Copy only what runs from the line containing "sneaker in the photo above" through the end of the material below, line for line, with both ends included.
## START Dataset
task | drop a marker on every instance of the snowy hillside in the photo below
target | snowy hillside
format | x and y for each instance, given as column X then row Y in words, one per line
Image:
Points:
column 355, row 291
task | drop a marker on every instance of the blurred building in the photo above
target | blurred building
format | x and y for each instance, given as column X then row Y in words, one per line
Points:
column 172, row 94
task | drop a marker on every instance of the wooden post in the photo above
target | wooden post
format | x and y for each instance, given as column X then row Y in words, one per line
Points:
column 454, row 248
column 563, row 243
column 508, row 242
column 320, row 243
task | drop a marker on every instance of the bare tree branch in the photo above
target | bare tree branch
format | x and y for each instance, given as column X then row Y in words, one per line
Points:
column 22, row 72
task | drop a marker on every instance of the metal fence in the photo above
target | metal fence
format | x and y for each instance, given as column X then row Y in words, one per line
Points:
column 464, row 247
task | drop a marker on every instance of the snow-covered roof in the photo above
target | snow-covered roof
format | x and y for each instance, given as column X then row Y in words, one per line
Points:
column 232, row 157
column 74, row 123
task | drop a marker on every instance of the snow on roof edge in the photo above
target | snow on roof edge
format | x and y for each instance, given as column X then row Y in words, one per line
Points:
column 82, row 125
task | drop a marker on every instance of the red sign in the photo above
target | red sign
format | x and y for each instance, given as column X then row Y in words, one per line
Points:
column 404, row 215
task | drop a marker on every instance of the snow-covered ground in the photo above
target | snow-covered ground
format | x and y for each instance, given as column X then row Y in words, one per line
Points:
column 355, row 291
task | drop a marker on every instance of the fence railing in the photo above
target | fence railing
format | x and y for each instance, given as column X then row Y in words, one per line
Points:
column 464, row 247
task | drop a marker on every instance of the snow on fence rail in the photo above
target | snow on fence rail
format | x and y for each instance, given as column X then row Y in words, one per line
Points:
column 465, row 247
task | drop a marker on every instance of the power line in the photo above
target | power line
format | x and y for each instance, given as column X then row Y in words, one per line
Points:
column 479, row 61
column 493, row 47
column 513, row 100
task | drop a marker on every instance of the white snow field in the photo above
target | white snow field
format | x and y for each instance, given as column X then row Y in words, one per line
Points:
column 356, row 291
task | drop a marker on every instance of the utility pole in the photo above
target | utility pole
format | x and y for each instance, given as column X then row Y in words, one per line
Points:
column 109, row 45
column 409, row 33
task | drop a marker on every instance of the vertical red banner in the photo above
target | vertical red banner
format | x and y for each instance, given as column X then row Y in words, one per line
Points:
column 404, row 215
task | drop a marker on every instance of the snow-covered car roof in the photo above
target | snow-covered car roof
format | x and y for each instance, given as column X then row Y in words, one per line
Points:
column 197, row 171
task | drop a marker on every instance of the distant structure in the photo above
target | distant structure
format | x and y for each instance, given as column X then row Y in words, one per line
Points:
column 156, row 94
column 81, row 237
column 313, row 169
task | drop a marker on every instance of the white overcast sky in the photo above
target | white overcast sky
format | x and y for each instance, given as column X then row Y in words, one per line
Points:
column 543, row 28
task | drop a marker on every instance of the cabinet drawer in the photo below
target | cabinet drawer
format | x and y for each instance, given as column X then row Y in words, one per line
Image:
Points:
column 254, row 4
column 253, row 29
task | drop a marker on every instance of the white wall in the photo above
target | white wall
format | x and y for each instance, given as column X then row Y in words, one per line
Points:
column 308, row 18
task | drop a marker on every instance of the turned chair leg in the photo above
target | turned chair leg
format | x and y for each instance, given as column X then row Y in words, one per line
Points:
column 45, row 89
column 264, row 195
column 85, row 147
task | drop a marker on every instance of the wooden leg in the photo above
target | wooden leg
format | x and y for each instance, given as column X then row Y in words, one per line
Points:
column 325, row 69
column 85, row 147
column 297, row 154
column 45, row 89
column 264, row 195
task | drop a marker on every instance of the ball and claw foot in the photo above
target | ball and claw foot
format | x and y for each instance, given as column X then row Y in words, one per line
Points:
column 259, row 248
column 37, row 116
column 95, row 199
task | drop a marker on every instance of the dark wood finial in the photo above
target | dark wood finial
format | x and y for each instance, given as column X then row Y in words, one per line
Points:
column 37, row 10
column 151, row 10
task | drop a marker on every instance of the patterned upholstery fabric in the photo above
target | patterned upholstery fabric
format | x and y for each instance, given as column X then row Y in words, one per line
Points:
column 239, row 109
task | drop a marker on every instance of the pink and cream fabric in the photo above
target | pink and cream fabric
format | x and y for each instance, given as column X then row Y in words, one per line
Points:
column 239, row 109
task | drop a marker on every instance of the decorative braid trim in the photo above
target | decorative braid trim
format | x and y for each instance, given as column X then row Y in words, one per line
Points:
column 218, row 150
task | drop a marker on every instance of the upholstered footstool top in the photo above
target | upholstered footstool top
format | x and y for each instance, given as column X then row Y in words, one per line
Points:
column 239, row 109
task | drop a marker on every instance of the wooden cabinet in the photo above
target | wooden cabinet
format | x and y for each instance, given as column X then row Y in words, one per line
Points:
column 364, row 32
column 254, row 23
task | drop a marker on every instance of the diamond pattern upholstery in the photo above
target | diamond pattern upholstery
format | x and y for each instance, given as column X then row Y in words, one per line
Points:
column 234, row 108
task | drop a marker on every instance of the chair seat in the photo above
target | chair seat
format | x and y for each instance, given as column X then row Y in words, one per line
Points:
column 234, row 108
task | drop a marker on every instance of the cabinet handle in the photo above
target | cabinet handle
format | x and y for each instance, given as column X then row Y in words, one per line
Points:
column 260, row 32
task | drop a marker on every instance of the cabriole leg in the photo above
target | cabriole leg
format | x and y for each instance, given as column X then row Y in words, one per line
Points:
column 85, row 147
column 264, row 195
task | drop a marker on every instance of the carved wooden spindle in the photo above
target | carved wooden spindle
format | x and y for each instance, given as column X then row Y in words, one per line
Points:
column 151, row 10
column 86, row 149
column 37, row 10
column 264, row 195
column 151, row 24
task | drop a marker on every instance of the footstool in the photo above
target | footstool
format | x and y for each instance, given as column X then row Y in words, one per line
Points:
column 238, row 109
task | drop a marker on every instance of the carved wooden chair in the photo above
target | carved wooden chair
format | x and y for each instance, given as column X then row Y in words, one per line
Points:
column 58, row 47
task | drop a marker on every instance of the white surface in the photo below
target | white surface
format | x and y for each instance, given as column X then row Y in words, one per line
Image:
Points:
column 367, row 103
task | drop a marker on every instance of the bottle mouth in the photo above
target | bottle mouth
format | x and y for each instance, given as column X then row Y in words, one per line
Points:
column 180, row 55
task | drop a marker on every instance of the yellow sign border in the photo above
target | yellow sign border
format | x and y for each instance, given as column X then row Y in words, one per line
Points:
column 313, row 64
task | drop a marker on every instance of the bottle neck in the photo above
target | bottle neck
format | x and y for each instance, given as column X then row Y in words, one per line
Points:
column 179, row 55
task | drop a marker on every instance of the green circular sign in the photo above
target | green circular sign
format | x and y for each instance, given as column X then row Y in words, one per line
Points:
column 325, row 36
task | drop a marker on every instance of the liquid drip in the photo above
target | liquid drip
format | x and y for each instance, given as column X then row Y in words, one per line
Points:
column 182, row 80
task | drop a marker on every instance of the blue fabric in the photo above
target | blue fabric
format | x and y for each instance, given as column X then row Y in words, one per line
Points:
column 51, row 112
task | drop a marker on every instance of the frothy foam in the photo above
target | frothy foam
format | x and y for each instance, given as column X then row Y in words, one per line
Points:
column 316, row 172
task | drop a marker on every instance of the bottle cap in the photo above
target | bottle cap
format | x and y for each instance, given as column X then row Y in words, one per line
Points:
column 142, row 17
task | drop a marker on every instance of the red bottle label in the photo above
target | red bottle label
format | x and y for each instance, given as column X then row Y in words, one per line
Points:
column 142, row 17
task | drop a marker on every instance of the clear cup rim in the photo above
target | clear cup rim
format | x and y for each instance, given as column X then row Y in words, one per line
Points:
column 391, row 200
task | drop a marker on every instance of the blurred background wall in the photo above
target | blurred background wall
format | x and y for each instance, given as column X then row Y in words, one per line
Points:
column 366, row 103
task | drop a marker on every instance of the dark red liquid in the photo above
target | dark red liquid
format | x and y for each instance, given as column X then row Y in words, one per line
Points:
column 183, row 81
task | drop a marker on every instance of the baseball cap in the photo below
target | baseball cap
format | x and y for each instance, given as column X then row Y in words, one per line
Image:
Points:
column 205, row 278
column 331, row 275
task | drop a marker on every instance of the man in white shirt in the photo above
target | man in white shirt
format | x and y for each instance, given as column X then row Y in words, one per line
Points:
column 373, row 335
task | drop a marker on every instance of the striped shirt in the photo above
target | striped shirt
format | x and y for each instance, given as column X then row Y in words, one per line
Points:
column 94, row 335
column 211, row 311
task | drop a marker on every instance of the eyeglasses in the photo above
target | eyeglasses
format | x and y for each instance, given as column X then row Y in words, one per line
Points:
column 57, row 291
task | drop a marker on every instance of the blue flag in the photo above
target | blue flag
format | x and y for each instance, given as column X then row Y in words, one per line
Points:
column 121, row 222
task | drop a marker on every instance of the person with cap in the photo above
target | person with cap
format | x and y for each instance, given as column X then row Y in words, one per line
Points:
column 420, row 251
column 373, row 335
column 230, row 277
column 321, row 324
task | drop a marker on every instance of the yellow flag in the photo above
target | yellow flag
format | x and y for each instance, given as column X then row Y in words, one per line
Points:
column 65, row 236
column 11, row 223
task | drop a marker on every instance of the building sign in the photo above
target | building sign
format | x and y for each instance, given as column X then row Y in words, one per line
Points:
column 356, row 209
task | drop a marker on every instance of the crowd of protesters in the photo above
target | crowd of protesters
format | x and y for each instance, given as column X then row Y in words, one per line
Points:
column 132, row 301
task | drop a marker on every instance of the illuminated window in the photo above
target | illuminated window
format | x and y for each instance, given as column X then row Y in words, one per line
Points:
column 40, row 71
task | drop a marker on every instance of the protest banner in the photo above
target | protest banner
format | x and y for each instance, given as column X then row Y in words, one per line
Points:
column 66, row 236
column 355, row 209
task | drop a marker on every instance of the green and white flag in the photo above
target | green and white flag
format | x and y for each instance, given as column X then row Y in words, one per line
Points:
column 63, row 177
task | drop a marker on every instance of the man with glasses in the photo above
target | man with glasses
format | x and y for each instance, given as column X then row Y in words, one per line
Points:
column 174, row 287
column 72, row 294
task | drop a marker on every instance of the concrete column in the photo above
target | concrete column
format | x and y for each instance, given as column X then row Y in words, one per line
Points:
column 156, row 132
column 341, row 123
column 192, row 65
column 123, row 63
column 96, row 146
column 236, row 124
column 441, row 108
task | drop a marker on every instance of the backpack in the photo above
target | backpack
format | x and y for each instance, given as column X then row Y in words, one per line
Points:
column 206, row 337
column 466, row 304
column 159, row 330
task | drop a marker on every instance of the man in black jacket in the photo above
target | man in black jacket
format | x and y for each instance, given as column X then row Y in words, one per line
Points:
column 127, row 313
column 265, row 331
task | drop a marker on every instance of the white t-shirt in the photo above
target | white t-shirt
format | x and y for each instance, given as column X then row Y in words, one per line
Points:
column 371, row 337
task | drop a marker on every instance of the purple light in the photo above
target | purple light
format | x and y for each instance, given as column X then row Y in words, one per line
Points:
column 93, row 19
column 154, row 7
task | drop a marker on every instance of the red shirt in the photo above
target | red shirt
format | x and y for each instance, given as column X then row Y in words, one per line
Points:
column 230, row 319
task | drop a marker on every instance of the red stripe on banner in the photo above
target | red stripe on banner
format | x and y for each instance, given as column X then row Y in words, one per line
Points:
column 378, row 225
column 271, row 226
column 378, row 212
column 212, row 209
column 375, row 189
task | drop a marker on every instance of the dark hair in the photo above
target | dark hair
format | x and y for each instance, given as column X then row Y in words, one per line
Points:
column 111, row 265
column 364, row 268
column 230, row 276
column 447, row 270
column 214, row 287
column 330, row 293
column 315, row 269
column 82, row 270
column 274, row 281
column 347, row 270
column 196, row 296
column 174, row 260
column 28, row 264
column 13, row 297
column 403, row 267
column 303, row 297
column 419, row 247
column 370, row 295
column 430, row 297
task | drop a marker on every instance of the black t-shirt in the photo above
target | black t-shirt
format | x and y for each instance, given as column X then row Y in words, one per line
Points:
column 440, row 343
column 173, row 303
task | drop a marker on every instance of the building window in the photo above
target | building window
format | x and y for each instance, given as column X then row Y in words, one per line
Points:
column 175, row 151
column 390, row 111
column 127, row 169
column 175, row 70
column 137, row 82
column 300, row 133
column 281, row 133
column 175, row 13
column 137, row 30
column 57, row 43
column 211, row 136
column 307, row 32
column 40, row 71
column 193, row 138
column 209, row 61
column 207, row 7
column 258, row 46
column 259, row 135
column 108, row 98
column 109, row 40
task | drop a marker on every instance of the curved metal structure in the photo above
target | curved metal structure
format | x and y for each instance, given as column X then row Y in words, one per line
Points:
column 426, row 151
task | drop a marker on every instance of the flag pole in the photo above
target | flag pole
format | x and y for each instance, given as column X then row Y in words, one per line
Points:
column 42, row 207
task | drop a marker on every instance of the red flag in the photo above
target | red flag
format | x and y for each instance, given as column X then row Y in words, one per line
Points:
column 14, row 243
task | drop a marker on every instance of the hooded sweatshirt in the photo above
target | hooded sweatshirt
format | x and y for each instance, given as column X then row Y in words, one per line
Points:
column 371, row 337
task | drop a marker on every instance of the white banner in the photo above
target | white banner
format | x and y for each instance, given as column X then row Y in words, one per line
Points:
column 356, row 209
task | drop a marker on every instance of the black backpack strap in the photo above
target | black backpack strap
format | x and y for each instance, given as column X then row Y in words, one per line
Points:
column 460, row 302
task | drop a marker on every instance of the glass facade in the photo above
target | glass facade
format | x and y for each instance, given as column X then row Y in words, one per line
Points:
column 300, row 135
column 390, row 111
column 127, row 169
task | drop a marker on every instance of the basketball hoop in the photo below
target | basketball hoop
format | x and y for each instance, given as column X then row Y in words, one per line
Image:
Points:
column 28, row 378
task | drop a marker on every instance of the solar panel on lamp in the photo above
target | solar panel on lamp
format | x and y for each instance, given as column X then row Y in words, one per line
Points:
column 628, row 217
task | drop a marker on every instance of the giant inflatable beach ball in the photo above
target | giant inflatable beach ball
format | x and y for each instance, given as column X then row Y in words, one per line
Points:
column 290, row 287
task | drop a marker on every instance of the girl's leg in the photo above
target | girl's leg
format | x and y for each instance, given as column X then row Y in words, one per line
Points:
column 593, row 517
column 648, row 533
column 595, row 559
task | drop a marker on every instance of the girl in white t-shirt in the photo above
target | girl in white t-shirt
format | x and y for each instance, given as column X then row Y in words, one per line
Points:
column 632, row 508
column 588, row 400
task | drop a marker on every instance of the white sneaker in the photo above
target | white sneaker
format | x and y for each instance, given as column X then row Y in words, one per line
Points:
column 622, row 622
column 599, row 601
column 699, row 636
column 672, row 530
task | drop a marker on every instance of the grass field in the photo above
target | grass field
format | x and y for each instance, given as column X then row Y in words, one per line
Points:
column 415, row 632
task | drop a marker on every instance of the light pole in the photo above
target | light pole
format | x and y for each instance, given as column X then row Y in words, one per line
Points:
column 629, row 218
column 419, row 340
## END Dataset
- [Completed exercise]:
task | drop a marker on every instance of the white sneaker in the photo above
target | white sneaker
format | x and y for each instance, given as column X then row Y in words, one per line
Points:
column 622, row 622
column 599, row 601
column 699, row 636
column 672, row 530
task | drop a marker on every instance of the grass field in the photo above
target | grass field
format | x and y for each instance, given as column X then row Y in words, one per line
Points:
column 415, row 632
task | drop a marker on every instance of the light pole in the photo above
target | light pole
format | x and y for each instance, given as column X then row Y in words, one per line
Points:
column 629, row 218
column 419, row 340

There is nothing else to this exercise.